**** Text to read
Gregory VEECK

A man uses rafts to transport lumber on a river. PHOTO BY JOAN LEBOLD COHEN.

In the distant past, the vast majority of China’s territory was forested, but much was lost due to over-use and neglect—especially during the past hundred years. Only now are efforts underway to correct decades of abuse, and only because environmental problems such as wind and water erosion, dust storms, and desertification grew so severe that action had to be taken.

Few natural resources are as important to a nation’s industrial production and environmental quality as forests and their products. Recent attention to China’s environmental problems has understandably focused on the negative effects of three decades of double-digit economic growth and the growing resource demands levied by 1.33 billion persons. Simply feeding such a population presents the government with a staggering responsibility, one with grave consequences to the nation’s land and water resources. Growing consumption of wood, especially roundwood (timber, as compared to processed or chipped wood products), has been driven by China’s ever-expanding role as the “world’s factory” and by the rise of a new middle class seeking better-quality wood housewares and furniture. In 2006 Chinese factories turned out a staggering 130 million pieces of furniture worth $60 billion. In short, few materials are as essential to China’s “economic miracle” as wood, and as a consequence China, a major player in the global market both as importer and exporter, is establishing a strong regional presence within the roundwood markets of Southeast Asia and Africa.

Despite significant increases in imports since 1978, demand for wood and other forest products has placed considerable pressure on China’s forest areas, estimated in 2003 to be fifth among all nations at 284.9 million hectares. About 60 to 65 percent of this area is estimated to be “natural” forest. Estimates of China’s forest coverage range from 15 to 18.2 percent of national territory. The figure represents marked improvement over 1949 and 1962, when the percentages of national territory covered by forest were estimated at 8.6 percent and 11.81 percent, respectively. The State Forestry Administration (SFA) reported that in 2006 China’s forest sector earned 900 billion yuan ($118 billion). The reported 2010 goal is 1.2 trillion yuan ($150 billion), and evidence suggests that this goal may be surpassed.
********
→ Set problem A
Decide whether each statement agrees with the text on China's forests, answering yes or no and quoting the words of the text that settle it: (i) Chinese factories produced 130 million pieces of furniture in 2006. (ii) In 2003 China's forest area ranked third among all nations. (iii) In 1949 forest covered 11.81 percent of China's national territory.
→ Set problem B
Please update the part of the text on China's forests that opens with the words "In the distant" and closes with "to be taken.", putting "sandstorms" wherever "dust storms" appears.
**** Data supplied
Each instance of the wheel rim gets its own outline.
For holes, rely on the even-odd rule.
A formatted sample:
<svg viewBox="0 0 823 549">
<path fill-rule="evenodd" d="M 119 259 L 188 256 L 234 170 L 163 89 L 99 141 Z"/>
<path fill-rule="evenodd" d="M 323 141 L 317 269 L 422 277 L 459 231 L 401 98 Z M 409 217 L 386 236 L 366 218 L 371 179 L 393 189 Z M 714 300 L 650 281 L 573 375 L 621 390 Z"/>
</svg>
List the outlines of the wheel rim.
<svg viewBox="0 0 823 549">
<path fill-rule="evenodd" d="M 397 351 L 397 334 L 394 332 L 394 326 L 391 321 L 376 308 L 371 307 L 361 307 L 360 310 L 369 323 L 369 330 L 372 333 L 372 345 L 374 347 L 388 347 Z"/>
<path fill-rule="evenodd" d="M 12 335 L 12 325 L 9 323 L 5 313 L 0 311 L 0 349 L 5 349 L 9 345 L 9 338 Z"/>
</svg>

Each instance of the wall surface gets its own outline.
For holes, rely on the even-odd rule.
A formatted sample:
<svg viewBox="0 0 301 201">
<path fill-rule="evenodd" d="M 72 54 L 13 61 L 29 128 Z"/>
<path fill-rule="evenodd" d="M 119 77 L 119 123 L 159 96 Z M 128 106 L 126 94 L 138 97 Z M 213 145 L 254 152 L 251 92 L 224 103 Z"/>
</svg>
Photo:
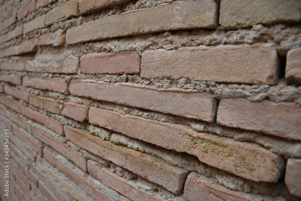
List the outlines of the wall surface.
<svg viewBox="0 0 301 201">
<path fill-rule="evenodd" d="M 0 200 L 301 200 L 300 10 L 0 0 Z"/>
</svg>

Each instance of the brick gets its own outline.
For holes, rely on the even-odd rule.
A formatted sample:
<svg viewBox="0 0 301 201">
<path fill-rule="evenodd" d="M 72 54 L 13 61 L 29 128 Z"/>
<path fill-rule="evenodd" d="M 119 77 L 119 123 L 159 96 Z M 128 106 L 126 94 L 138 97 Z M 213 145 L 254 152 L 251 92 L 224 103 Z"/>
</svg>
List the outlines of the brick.
<svg viewBox="0 0 301 201">
<path fill-rule="evenodd" d="M 219 23 L 222 29 L 237 29 L 257 24 L 301 21 L 301 2 L 298 0 L 223 0 Z"/>
<path fill-rule="evenodd" d="M 64 109 L 62 115 L 79 121 L 83 121 L 88 119 L 89 107 L 72 102 L 64 103 Z"/>
<path fill-rule="evenodd" d="M 293 103 L 226 99 L 220 102 L 217 121 L 226 126 L 300 140 L 300 106 Z"/>
<path fill-rule="evenodd" d="M 66 144 L 61 143 L 42 131 L 31 126 L 33 135 L 70 160 L 85 171 L 87 171 L 87 160 L 81 154 L 72 150 Z"/>
<path fill-rule="evenodd" d="M 275 85 L 279 68 L 272 45 L 201 46 L 147 50 L 142 55 L 141 75 L 148 79 Z"/>
<path fill-rule="evenodd" d="M 137 52 L 92 53 L 80 57 L 80 71 L 88 74 L 135 74 L 140 72 Z"/>
<path fill-rule="evenodd" d="M 301 197 L 301 159 L 287 159 L 285 180 L 291 194 Z"/>
<path fill-rule="evenodd" d="M 43 103 L 44 110 L 58 115 L 61 114 L 64 108 L 64 102 L 50 98 L 44 98 L 43 99 Z"/>
<path fill-rule="evenodd" d="M 116 146 L 88 132 L 64 127 L 66 139 L 80 147 L 145 178 L 174 193 L 180 194 L 188 171 L 152 155 Z M 135 161 L 135 162 L 133 162 Z"/>
<path fill-rule="evenodd" d="M 22 99 L 26 102 L 28 102 L 28 94 L 25 91 L 19 90 L 15 87 L 7 85 L 4 86 L 3 89 L 5 93 L 17 98 Z"/>
<path fill-rule="evenodd" d="M 13 30 L 0 37 L 0 44 L 10 40 L 23 34 L 23 24 L 17 26 Z"/>
<path fill-rule="evenodd" d="M 32 94 L 29 94 L 29 104 L 40 109 L 44 109 L 44 105 L 43 103 L 44 97 Z"/>
<path fill-rule="evenodd" d="M 23 86 L 65 94 L 69 93 L 68 84 L 65 80 L 61 78 L 42 78 L 26 76 L 23 77 Z"/>
<path fill-rule="evenodd" d="M 299 85 L 301 83 L 301 48 L 293 49 L 287 55 L 285 78 L 289 84 Z"/>
<path fill-rule="evenodd" d="M 36 0 L 30 0 L 18 10 L 18 20 L 22 20 L 31 12 L 35 11 L 36 10 Z"/>
<path fill-rule="evenodd" d="M 281 157 L 258 145 L 199 133 L 182 124 L 93 107 L 89 111 L 89 121 L 166 149 L 188 153 L 209 165 L 256 181 L 276 182 L 284 165 Z M 69 137 L 66 134 L 66 138 Z M 269 159 L 272 161 L 264 165 Z"/>
<path fill-rule="evenodd" d="M 66 35 L 61 29 L 59 29 L 53 33 L 48 33 L 39 36 L 38 44 L 39 46 L 52 45 L 54 46 L 58 46 L 65 43 Z"/>
<path fill-rule="evenodd" d="M 262 199 L 259 195 L 231 190 L 218 183 L 215 183 L 210 178 L 194 172 L 190 174 L 187 177 L 184 196 L 186 201 L 247 201 Z"/>
<path fill-rule="evenodd" d="M 158 90 L 130 83 L 109 84 L 75 80 L 70 81 L 69 90 L 75 96 L 209 122 L 215 120 L 217 100 L 213 94 L 206 93 L 175 89 Z"/>
<path fill-rule="evenodd" d="M 15 62 L 2 62 L 0 65 L 0 69 L 23 71 L 25 68 L 25 61 Z"/>
<path fill-rule="evenodd" d="M 165 4 L 71 27 L 67 30 L 66 41 L 71 44 L 168 30 L 215 28 L 218 12 L 217 4 L 213 0 L 188 0 Z"/>
<path fill-rule="evenodd" d="M 45 23 L 45 14 L 36 17 L 28 22 L 24 24 L 23 26 L 23 32 L 24 34 L 31 32 L 33 31 L 46 27 Z"/>
<path fill-rule="evenodd" d="M 45 18 L 46 24 L 51 25 L 56 22 L 65 20 L 75 16 L 78 16 L 77 0 L 71 0 L 56 7 L 46 14 Z"/>
<path fill-rule="evenodd" d="M 0 81 L 8 82 L 17 85 L 21 85 L 22 83 L 22 78 L 20 75 L 14 74 L 0 74 Z"/>
</svg>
********
→ Full solution A
(i) Yes: "In 2006 Chinese factories turned out a staggering 130 million pieces of furniture worth $60 billion."
(ii) No: "estimated in 2003 to be fifth among all nations at 284.9 million hectares"
(iii) No: "when the percentages of national territory covered by forest were estimated at 8.6 percent and 11.81 percent, respectively"

→ Full solution B
In the distant past, the vast majority of China’s territory was forested, but much was lost due to over-use and neglect—especially during the past hundred years. Only now are efforts underway to correct decades of abuse, and only because environmental problems such as wind and water erosion, sandstorms, and desertification grew so severe that action had to be taken.